The task - Extract each line of the material below that contains the word "mark".

Data in this exercise -
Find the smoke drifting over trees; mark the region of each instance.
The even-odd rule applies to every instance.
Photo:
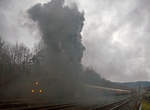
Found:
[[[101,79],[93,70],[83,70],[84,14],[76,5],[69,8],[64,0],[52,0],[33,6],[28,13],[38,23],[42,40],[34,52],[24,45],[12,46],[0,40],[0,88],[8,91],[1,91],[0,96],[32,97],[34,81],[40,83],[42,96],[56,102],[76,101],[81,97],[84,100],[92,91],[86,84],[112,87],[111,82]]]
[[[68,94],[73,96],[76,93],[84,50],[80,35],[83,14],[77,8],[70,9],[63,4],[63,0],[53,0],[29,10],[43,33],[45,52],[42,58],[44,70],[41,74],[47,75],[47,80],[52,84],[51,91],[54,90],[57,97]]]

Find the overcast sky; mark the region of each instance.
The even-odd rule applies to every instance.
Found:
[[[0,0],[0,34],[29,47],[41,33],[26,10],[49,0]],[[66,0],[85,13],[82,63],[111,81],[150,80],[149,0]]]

--

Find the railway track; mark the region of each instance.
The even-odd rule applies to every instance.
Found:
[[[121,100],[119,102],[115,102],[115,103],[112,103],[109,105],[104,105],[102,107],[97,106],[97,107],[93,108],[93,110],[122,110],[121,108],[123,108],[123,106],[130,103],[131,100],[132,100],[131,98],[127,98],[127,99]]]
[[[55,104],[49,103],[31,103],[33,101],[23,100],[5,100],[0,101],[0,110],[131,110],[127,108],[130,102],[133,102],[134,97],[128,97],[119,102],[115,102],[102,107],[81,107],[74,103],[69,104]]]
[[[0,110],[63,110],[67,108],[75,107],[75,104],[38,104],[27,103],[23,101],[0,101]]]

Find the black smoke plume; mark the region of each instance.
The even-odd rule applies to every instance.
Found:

* * *

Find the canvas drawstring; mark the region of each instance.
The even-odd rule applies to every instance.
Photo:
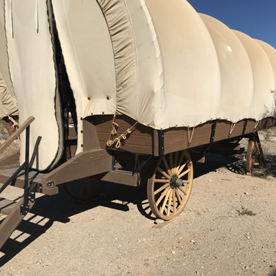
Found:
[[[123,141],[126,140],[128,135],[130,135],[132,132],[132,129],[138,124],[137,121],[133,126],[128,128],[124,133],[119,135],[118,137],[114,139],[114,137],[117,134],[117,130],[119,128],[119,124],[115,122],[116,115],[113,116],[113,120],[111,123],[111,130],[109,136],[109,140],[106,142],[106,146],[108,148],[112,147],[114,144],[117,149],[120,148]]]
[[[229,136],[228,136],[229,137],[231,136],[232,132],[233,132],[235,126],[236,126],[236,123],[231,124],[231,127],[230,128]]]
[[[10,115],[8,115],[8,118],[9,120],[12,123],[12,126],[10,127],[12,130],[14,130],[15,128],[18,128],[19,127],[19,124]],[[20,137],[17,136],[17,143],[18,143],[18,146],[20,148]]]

Response -
Find the smoke drifting over trees; mark the region of each instance.
Find the overcast sky; mark the region of each instance.
Find the railway track; mark the region of each instance.
Find the black smoke plume; mark the region of each instance.
Find the canvas drawstring; mark the region of each instance.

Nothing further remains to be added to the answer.